Requirement.
In the records below, find the line containing "statue base, which"; copy exactly that line and all lines after it to the end, and nothing else.

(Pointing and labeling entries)
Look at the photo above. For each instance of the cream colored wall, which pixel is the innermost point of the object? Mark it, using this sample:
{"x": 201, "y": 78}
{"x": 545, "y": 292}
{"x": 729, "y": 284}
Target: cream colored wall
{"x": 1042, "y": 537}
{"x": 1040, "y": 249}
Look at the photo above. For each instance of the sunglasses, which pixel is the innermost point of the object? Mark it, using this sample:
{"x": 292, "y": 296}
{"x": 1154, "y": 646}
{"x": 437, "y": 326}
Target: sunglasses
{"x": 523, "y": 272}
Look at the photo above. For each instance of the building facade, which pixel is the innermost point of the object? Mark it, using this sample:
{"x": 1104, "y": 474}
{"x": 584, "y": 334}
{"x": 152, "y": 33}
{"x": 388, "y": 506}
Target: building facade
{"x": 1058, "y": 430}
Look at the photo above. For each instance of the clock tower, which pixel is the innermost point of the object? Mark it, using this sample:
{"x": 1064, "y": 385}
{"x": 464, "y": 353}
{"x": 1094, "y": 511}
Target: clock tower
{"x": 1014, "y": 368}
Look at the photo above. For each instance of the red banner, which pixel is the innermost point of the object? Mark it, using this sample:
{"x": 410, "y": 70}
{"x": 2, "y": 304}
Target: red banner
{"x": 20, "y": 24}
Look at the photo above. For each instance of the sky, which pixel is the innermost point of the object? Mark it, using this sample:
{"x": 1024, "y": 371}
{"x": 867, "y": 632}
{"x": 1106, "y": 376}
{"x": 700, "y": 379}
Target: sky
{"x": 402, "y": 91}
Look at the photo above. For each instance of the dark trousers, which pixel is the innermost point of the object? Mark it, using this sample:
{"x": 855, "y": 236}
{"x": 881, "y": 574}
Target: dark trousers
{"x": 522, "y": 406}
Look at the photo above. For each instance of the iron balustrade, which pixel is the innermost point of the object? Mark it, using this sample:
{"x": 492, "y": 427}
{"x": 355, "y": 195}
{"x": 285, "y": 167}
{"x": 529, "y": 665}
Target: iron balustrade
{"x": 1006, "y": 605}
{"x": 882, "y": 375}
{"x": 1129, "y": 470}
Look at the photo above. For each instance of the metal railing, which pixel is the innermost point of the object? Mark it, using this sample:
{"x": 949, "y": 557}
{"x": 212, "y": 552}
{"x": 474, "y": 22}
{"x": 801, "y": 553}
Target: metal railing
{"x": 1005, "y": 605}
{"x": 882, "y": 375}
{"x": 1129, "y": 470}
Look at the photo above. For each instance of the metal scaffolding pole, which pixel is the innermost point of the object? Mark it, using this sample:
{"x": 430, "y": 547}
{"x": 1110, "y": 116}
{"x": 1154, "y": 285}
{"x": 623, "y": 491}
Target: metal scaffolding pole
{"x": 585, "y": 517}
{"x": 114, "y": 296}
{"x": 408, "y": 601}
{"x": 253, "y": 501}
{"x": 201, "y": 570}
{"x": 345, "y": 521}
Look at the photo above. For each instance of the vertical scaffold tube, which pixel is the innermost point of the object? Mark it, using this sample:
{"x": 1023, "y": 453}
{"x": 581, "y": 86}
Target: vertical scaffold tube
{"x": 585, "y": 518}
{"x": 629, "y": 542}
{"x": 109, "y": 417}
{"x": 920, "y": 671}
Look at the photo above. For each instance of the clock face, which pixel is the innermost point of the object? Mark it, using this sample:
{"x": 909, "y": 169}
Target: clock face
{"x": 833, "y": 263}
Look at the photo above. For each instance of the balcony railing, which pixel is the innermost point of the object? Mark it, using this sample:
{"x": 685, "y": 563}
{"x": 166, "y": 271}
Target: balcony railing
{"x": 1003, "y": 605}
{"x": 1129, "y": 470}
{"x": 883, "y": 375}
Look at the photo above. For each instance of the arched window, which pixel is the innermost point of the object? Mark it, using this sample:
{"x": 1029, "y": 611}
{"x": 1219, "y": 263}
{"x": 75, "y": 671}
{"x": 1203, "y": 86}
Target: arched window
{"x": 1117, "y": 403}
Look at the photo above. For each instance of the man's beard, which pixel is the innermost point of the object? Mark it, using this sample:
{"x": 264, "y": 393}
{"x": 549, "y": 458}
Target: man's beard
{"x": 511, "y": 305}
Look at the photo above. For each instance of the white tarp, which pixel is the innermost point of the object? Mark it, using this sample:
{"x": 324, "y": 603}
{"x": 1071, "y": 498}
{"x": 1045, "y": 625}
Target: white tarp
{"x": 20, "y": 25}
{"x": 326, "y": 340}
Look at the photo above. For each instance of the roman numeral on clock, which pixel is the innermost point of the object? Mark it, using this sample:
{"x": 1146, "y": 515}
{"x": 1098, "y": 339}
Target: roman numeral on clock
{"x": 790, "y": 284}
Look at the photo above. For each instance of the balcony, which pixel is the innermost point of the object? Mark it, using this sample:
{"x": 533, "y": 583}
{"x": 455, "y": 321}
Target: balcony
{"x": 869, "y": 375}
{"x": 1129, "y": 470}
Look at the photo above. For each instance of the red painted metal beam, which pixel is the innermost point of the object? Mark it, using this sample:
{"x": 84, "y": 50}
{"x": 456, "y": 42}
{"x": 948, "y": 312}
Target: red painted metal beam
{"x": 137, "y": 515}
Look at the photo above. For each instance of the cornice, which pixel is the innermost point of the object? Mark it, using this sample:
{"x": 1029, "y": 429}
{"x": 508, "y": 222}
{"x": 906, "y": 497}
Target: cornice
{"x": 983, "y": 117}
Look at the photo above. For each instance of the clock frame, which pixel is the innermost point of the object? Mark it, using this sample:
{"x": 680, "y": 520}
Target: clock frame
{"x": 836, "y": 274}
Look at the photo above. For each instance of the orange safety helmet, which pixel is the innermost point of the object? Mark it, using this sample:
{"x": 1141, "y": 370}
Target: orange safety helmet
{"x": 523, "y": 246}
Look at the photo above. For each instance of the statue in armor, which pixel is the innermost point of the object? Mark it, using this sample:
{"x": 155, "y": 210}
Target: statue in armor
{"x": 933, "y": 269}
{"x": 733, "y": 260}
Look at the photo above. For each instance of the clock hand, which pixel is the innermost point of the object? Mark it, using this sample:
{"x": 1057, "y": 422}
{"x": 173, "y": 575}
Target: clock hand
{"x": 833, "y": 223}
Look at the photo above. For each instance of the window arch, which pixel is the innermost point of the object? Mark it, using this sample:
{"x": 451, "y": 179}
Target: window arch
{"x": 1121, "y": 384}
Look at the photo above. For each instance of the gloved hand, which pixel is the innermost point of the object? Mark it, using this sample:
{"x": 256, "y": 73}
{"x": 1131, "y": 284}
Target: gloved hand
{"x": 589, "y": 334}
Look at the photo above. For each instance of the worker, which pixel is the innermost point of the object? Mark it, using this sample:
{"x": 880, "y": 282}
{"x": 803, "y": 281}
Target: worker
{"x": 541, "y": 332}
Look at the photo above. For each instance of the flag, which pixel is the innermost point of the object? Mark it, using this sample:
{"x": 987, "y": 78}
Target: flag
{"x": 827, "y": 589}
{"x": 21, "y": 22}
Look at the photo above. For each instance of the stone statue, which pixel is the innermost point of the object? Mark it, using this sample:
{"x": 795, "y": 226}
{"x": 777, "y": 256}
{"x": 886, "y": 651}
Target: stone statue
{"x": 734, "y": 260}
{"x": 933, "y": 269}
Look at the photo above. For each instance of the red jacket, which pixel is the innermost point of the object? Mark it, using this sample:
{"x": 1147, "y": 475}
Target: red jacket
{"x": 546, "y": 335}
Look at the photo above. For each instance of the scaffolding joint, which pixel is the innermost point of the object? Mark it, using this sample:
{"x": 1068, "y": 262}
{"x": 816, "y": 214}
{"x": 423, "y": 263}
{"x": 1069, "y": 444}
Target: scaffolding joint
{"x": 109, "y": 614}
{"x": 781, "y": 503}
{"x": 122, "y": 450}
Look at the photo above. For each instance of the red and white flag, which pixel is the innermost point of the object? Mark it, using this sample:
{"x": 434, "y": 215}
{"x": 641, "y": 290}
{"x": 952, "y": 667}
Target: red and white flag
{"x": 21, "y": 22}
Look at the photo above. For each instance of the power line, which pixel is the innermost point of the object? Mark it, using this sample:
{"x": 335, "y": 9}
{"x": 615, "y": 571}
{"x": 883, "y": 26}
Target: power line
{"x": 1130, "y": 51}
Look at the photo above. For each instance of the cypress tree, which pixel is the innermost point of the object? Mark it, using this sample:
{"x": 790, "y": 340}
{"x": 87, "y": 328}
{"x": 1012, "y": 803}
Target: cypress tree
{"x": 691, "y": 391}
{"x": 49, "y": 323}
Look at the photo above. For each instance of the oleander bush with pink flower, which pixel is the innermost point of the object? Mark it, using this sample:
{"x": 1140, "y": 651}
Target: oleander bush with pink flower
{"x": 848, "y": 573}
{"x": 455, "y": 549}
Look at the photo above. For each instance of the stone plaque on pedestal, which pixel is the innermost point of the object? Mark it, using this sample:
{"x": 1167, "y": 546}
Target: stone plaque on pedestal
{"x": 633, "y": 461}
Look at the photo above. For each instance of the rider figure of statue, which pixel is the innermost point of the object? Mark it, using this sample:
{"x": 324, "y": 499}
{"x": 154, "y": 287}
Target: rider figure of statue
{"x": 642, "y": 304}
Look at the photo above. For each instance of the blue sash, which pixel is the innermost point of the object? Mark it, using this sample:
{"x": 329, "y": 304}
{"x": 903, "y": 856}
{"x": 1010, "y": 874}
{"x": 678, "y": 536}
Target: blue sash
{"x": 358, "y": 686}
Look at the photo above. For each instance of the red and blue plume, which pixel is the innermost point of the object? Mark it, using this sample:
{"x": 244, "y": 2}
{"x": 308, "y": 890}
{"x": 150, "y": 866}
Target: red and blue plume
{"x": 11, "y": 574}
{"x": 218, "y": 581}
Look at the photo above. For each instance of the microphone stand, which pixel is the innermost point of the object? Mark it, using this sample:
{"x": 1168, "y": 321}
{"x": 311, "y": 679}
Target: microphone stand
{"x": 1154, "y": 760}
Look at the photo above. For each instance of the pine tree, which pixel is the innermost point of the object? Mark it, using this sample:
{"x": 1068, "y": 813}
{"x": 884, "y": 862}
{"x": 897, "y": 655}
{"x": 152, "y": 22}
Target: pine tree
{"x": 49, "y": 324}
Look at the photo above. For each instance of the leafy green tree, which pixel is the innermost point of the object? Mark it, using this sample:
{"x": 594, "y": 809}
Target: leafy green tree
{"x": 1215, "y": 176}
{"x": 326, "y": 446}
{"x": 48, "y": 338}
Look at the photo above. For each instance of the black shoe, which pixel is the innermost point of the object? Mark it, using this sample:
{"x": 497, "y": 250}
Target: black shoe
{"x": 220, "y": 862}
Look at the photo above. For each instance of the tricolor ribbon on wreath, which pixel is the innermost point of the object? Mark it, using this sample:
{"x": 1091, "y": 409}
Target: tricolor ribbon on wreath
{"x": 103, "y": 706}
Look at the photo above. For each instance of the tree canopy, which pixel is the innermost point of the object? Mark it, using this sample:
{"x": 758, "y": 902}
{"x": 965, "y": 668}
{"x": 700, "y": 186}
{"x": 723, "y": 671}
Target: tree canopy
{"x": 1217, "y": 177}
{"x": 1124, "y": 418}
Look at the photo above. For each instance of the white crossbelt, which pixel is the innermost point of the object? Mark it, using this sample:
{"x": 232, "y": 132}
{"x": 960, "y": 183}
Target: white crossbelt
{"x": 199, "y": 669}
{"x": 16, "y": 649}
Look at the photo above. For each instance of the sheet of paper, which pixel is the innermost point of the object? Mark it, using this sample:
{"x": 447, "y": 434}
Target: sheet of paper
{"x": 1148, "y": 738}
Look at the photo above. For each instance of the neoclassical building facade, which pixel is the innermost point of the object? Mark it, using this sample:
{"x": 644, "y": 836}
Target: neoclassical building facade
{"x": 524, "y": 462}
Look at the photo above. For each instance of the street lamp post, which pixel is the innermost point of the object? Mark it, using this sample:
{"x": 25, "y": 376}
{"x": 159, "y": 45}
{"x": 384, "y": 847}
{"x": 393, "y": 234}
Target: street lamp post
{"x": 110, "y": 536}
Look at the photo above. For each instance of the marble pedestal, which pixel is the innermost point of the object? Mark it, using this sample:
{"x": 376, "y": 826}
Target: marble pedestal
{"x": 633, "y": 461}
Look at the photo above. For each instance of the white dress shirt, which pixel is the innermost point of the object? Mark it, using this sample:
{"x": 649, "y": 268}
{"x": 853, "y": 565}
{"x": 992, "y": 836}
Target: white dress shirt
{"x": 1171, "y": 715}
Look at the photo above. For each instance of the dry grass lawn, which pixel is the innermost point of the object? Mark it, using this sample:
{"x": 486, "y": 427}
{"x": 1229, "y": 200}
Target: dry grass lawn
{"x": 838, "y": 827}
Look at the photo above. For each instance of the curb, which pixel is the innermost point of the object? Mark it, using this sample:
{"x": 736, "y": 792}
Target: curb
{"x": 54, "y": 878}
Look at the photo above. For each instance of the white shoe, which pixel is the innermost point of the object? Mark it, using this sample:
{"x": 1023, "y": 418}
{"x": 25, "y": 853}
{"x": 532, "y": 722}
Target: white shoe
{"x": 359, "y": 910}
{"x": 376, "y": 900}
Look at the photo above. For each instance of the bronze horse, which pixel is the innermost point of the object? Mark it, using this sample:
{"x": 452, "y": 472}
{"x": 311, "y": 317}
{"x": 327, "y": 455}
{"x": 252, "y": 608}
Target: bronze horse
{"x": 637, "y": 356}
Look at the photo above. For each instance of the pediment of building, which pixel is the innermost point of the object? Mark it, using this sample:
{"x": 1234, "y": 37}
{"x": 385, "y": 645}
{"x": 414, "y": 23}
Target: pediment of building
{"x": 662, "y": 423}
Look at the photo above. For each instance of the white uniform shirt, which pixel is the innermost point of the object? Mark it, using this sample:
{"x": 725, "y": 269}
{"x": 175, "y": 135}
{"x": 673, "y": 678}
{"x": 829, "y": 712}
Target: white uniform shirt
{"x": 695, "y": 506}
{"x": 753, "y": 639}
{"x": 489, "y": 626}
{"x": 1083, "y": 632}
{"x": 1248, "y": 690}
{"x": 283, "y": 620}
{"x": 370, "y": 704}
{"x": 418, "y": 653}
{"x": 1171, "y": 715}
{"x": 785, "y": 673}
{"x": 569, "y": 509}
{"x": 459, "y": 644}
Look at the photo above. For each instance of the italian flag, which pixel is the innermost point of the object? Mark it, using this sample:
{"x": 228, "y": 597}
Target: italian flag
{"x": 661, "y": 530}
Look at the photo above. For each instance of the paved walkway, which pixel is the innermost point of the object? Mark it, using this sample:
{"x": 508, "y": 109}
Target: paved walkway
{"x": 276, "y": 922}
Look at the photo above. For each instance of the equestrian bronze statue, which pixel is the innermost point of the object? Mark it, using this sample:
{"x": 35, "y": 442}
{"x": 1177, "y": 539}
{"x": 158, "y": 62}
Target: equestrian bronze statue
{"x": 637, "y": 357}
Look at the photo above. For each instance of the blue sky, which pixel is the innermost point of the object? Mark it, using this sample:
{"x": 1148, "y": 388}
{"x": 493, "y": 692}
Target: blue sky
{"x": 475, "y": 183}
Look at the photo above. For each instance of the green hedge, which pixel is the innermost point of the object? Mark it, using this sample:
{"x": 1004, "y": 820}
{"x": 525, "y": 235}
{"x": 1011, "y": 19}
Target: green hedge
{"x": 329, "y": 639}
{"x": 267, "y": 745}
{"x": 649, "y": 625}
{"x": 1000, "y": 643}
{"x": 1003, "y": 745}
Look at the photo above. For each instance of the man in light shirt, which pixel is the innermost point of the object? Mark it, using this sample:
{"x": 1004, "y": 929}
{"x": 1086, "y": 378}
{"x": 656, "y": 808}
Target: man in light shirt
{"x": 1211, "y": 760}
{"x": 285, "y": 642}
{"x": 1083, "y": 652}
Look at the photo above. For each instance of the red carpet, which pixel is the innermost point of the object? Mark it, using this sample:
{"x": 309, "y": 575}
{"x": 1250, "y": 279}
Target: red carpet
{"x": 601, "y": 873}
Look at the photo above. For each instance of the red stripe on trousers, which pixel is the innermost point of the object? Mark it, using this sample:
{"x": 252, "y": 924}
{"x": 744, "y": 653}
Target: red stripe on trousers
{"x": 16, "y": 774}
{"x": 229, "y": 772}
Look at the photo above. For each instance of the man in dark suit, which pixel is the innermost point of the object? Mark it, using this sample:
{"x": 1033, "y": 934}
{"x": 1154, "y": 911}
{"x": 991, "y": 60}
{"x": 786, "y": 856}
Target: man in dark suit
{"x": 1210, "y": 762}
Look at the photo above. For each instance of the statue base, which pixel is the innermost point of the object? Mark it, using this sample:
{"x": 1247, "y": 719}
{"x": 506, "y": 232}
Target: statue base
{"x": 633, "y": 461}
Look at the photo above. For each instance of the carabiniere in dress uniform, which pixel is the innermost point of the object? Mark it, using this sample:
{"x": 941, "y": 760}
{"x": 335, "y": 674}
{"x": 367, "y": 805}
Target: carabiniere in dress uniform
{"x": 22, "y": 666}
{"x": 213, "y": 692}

Exercise response.
Look at the photo above. For each instance of the statue base, which pixel is the innermost point of the object? Mark it, using this sample:
{"x": 1247, "y": 719}
{"x": 506, "y": 232}
Target: statue base
{"x": 633, "y": 461}
Look at the photo above. For each instance of the carabiniere in dress uniform, which pixel is the innermost point of the object? Mark it, using this sample:
{"x": 941, "y": 760}
{"x": 335, "y": 674}
{"x": 367, "y": 805}
Target: carabiniere in dress uniform
{"x": 22, "y": 666}
{"x": 213, "y": 692}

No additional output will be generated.